# WHAT IS ASKED
Return every line of the records below that contains the string "number", and treat uppercase and lowercase letters as different.

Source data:
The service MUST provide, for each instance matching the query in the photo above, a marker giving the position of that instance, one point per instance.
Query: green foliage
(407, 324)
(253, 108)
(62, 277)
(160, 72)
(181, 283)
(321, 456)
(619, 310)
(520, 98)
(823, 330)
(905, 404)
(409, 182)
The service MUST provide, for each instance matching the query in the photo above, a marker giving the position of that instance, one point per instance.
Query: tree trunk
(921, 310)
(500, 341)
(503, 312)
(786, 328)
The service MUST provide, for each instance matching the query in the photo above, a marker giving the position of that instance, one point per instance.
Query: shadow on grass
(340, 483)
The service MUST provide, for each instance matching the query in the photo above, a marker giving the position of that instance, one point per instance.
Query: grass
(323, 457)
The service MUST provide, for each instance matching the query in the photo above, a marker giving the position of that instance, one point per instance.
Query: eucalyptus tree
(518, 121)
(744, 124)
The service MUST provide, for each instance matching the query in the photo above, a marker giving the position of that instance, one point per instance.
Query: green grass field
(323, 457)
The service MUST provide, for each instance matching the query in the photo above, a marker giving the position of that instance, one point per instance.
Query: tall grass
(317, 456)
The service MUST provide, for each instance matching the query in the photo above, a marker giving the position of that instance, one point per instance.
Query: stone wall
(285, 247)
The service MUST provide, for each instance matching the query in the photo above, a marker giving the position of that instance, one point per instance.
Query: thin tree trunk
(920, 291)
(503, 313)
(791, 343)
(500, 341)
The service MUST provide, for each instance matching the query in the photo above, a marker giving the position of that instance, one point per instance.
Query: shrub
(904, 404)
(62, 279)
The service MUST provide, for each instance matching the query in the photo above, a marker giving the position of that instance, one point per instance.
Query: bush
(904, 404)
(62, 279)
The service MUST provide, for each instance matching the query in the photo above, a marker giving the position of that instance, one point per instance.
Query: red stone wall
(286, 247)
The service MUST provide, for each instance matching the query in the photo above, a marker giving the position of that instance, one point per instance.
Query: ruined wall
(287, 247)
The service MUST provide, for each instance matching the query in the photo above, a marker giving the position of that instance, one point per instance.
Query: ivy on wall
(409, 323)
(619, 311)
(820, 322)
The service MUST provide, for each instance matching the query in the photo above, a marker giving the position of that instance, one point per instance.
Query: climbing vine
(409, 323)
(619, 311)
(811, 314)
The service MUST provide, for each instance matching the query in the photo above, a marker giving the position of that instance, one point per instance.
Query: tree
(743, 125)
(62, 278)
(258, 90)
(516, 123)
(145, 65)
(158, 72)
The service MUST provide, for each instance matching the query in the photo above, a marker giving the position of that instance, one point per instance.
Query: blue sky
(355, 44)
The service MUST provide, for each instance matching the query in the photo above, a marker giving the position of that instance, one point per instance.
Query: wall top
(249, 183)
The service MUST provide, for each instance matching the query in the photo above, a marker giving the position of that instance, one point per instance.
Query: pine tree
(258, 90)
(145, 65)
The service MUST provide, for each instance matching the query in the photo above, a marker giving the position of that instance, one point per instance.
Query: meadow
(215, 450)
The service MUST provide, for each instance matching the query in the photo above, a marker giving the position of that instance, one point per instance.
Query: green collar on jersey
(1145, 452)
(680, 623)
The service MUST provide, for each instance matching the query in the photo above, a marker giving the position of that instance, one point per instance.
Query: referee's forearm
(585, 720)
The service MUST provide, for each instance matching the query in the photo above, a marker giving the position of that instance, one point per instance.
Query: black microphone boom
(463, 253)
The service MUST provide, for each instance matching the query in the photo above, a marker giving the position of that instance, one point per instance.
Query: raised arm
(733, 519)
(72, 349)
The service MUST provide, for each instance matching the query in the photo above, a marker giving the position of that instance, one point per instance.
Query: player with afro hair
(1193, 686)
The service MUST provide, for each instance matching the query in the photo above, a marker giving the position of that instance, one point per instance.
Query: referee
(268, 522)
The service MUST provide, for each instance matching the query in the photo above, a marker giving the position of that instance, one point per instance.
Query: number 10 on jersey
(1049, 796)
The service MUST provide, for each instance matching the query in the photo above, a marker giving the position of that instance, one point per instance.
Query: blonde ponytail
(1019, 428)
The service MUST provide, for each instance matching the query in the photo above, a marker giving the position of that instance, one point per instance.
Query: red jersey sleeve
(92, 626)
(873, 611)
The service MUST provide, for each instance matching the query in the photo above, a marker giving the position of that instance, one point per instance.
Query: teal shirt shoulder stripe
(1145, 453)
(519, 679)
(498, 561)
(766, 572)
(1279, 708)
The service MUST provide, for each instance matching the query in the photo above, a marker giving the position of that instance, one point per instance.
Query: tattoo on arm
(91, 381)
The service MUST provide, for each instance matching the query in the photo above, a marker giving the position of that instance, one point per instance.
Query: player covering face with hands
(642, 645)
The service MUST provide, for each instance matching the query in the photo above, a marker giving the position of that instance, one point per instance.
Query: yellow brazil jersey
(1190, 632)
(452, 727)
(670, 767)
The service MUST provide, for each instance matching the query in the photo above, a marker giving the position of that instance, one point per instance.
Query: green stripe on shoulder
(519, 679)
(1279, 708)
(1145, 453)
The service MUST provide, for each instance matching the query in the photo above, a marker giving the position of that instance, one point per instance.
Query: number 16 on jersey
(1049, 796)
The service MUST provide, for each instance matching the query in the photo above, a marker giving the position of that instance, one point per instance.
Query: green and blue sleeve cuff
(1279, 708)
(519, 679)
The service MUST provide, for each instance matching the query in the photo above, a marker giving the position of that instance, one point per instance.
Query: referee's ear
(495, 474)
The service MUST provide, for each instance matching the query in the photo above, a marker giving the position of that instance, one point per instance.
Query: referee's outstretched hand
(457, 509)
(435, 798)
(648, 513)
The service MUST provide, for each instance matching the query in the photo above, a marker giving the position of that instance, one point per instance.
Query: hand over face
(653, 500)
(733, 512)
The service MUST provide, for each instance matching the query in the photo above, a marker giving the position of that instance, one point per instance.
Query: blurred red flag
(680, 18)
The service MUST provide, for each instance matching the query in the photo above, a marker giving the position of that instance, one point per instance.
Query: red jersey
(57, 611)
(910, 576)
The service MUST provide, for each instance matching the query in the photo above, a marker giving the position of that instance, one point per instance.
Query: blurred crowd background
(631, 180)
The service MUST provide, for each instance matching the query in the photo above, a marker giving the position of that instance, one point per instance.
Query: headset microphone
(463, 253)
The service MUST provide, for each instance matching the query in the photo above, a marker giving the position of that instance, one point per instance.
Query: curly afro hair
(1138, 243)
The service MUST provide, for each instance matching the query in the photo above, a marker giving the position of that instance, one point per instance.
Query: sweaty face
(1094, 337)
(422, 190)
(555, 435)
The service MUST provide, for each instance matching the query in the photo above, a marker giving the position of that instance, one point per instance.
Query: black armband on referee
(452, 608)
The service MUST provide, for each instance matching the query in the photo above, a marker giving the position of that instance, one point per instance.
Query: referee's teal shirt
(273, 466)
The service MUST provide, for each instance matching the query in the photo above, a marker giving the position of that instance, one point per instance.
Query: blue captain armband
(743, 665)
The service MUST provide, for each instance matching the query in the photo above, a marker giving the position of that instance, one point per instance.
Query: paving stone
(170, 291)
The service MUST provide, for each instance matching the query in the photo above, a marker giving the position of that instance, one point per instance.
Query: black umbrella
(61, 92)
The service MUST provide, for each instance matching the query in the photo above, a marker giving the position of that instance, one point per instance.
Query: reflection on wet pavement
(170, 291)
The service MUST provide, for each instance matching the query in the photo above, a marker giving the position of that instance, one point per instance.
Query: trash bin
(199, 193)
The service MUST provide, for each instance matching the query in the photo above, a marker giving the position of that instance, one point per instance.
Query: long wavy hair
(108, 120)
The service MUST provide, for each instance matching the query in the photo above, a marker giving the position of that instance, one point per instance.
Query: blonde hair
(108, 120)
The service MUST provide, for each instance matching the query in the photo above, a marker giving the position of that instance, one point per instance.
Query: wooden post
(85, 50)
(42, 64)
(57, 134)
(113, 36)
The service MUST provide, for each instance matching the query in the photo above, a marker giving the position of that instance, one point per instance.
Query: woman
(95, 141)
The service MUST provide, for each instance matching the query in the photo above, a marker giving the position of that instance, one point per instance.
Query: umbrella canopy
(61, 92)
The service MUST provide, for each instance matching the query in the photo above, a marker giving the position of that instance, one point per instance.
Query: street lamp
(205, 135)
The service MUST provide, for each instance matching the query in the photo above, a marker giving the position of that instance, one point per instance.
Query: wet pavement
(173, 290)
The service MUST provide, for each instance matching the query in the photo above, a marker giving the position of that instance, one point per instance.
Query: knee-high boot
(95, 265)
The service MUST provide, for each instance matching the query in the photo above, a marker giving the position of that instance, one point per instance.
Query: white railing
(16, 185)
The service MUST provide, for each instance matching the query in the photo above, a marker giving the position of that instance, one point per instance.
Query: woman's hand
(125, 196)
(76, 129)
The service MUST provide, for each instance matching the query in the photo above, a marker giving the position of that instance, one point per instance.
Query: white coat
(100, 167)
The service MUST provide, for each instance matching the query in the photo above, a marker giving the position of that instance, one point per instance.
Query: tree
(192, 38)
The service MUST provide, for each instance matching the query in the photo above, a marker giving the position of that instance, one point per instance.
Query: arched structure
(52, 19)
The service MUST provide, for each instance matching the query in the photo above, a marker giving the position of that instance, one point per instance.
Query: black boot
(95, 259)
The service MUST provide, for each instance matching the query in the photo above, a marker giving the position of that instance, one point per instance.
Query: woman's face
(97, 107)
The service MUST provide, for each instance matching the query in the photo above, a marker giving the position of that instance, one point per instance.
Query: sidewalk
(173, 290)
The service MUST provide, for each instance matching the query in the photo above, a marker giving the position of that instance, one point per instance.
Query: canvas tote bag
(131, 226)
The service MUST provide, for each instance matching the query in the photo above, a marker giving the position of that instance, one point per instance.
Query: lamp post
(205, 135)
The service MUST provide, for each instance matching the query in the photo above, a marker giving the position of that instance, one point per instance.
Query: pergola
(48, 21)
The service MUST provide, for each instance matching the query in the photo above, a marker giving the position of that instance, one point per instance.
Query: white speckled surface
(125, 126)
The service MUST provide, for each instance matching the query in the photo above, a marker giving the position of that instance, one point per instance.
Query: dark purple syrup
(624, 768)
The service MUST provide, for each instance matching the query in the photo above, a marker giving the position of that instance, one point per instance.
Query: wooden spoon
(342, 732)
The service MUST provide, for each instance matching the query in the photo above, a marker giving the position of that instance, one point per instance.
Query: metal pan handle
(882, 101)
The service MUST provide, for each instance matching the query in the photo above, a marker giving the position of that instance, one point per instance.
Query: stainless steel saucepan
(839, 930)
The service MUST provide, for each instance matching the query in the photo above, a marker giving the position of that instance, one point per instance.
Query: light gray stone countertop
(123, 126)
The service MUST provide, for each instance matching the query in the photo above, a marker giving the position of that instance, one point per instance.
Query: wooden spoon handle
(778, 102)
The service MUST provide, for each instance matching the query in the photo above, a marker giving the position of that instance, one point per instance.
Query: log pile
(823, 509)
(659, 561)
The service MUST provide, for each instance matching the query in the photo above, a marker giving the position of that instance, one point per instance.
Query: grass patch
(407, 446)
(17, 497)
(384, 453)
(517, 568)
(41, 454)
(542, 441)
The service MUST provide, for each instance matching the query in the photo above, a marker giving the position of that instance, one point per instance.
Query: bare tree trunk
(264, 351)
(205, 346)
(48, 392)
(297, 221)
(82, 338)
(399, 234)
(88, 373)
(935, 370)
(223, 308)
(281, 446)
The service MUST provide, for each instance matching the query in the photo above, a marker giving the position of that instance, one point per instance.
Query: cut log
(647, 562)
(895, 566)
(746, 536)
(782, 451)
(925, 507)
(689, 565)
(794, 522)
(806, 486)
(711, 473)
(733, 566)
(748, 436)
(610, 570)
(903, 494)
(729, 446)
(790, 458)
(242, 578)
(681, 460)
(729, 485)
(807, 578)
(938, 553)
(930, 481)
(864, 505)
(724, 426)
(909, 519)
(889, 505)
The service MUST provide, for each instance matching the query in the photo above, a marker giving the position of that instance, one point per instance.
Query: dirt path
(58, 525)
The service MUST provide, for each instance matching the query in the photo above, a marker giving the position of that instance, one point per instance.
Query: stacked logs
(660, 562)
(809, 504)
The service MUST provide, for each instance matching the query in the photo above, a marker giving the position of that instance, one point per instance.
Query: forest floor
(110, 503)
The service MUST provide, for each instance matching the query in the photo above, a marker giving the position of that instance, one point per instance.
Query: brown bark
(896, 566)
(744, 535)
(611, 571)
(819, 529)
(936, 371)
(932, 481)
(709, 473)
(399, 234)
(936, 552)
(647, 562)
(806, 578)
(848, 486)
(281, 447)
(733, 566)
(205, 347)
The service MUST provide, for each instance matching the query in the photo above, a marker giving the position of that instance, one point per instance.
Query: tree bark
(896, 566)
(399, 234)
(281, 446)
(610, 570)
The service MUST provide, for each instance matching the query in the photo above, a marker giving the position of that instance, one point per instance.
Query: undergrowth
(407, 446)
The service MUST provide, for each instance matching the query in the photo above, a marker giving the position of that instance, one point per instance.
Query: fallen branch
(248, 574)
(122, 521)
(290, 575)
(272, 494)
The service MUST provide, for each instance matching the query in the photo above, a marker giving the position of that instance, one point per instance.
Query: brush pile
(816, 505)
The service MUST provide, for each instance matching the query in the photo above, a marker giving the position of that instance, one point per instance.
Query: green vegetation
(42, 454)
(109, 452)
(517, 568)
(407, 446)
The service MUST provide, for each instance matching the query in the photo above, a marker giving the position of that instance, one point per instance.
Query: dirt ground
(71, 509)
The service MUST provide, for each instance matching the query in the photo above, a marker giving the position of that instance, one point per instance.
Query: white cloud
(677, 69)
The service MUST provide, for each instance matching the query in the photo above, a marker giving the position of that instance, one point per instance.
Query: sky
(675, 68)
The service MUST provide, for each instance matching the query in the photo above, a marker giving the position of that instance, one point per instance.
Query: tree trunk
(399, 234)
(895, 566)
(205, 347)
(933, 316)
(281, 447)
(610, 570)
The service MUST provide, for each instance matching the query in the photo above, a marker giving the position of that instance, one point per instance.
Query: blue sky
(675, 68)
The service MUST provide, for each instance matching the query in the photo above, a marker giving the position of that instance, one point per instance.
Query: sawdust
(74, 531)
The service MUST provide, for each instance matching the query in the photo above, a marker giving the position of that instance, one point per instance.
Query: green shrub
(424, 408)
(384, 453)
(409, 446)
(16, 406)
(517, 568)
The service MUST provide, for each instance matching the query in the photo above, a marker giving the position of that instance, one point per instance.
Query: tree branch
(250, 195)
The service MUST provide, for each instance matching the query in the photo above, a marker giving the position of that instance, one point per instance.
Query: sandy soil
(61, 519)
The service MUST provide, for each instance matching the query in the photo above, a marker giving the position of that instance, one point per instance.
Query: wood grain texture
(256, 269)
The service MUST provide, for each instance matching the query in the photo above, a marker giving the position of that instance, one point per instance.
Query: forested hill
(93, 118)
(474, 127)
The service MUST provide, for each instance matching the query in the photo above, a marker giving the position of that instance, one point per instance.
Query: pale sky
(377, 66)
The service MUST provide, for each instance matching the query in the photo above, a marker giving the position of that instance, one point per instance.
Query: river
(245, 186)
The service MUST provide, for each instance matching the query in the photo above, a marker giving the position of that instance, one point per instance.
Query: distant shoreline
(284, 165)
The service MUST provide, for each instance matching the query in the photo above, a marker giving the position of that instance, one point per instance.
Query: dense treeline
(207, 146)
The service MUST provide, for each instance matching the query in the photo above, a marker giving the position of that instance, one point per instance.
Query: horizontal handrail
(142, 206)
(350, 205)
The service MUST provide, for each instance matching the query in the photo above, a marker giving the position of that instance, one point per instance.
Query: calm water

# SOLVED PROBLEM
Query: number 10 on jersey
Query: number 16 on jersey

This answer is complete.